**PAGE TEXT**.
┌──
Two questions about efficiency

Discussion in 'Python' started by Steve M, May 26, 2004.

  1. Steve M

    Steve M Guest

    1. Near the beginning of the document "Unifying types and classes in
    Python 2.2" by GvR, which can be found at
    http://www.python.org/2.2.2/descrintro.html, the author writes the
    following about subclassing a built in type:
    ---
    Here's an example of a simple dict subclass, which provides a "default
    value" that is returned when a missing key is requested:

    class defaultdict(dict):

    def __init__(self, default=None):
    dict.__init__(self)
    self.default = default

    def __getitem__(self, key):
    try:
    return dict.__getitem__(self, key)
    except KeyError:
    return self.default

    <snip>

    The __getitem__() method could also be written as follows, using the
    new "key in dict" test introduced in Python 2.2:

    def __getitem__(self, key):
    if key in self:
    return dict.__getitem__(self, key)
    else:
    return self.default

    I believe that this version is less efficient, because it does the key
    lookup twice. The exception would be when we expect that the requested
    key is almost never in the dictionary: then setting up the try/except
    statement is more expensive than the failing "key in self" test.
    ---

    I am interested in his claim that the second version is less efficient
    unless the requested key is "almost never" in the dictionary. I would
    have thought that the overhead to do a key lookup is quite a bit less
    than the overhead required to create an exception object, so that the
    first version would be on average more efficient only if the requested
    key is in the dictionary, say, more than half the time.

    Does the "key in dict" test internally raise an exception on failure,
    thus incurring at least the same overhead as the first version? Or is
    the overhead to raise an exception much less than I have naively
    supposed?

    I have a similar idiom buried in a nested loop, and I'd like to select
    the approach that is likely to be most efficient. My best guess is
    that the key lookup will fail half the time.

    2. Is there any reason to prefer one of the following over the other?
    Im interested in both a consensus on style and readability, and
    considerations of efficiency at runtime.

    for x in L:
    if f(x):
    pass

    for x in L:
    if f(x):
    continue
    Steve M, May 26, 2004
    #1
    1. Advertising

  2. "Steve M" wrote:

    > 2. Is there any reason to prefer one of the following over the other?
    > Im interested in both a consensus on style and readability, and
    > considerations of efficiency at runtime.
    >
    > for x in L:
    > if f(x):
    > pass
    >
    > for x in L:
    > if f(x):
    > continue


    did you really mean to write that?
└──
**TASKS TO CARRY OUT**.
(1) Answer these questions from the thread:
(a) In which version of Python was the "key in dict" test introduced?
(b) What does the example dict subclass return when a missing key is requested?
(c) How often does Steve M guess the key lookup in his nested loop will fail?
(2) Reproduce the part of the thread that begins at the words "I believe that" and stops after "than half the time.", substituting "cost" for "overhead".
The records after the thread are separate material and are not part of it.

**RECORD SET**.
┌──
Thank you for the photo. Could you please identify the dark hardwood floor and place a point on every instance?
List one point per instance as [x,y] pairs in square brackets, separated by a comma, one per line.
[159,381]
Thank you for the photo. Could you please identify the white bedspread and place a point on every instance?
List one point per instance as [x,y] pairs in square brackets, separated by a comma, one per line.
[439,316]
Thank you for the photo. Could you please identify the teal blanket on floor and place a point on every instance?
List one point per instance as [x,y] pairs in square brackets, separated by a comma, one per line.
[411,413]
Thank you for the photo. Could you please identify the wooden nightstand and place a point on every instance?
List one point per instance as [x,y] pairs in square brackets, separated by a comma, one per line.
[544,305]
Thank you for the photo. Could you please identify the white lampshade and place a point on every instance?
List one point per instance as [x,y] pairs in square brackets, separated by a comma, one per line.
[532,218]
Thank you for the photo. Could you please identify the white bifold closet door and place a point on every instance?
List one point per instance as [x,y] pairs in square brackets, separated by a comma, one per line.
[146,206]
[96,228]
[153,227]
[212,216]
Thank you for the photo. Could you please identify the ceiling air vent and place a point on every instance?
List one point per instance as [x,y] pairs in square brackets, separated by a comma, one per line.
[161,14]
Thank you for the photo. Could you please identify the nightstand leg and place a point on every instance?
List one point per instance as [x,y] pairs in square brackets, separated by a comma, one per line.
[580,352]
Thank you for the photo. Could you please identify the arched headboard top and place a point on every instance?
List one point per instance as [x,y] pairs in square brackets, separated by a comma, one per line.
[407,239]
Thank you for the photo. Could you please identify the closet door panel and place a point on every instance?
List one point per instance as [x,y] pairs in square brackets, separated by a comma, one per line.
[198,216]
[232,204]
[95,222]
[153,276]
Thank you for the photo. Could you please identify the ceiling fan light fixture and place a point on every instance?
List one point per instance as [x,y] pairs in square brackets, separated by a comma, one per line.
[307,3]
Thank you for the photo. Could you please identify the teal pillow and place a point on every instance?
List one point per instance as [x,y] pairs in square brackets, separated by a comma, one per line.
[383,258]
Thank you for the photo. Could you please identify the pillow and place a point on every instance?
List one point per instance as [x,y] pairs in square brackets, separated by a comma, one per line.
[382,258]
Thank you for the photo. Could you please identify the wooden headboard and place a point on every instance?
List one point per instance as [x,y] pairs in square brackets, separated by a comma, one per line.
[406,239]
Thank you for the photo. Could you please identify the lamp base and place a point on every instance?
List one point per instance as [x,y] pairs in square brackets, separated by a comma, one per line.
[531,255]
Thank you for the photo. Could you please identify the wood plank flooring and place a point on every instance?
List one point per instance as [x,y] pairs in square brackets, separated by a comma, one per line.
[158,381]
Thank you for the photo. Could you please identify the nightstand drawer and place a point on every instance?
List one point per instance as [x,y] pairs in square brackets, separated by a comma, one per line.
└──
**SOLUTION LIST**.
(1)
(a) Python 2.2
(b) A default value, stored as self.default
(c) Half the time

(2)
I believe that this version is less efficient, because it does the key
    lookup twice. The exception would be when we expect that the requested
    key is almost never in the dictionary: then setting up the try/except
    statement is more expensive than the failing "key in self" test.
    ---

    I am interested in his claim that the second version is less efficient
    unless the requested key is "almost never" in the dictionary. I would
    have thought that the cost to do a key lookup is quite a bit less
    than the cost required to create an exception object, so that the
    first version would be on average more efficient only if the requested
    key is in the dictionary, say, more than half the time.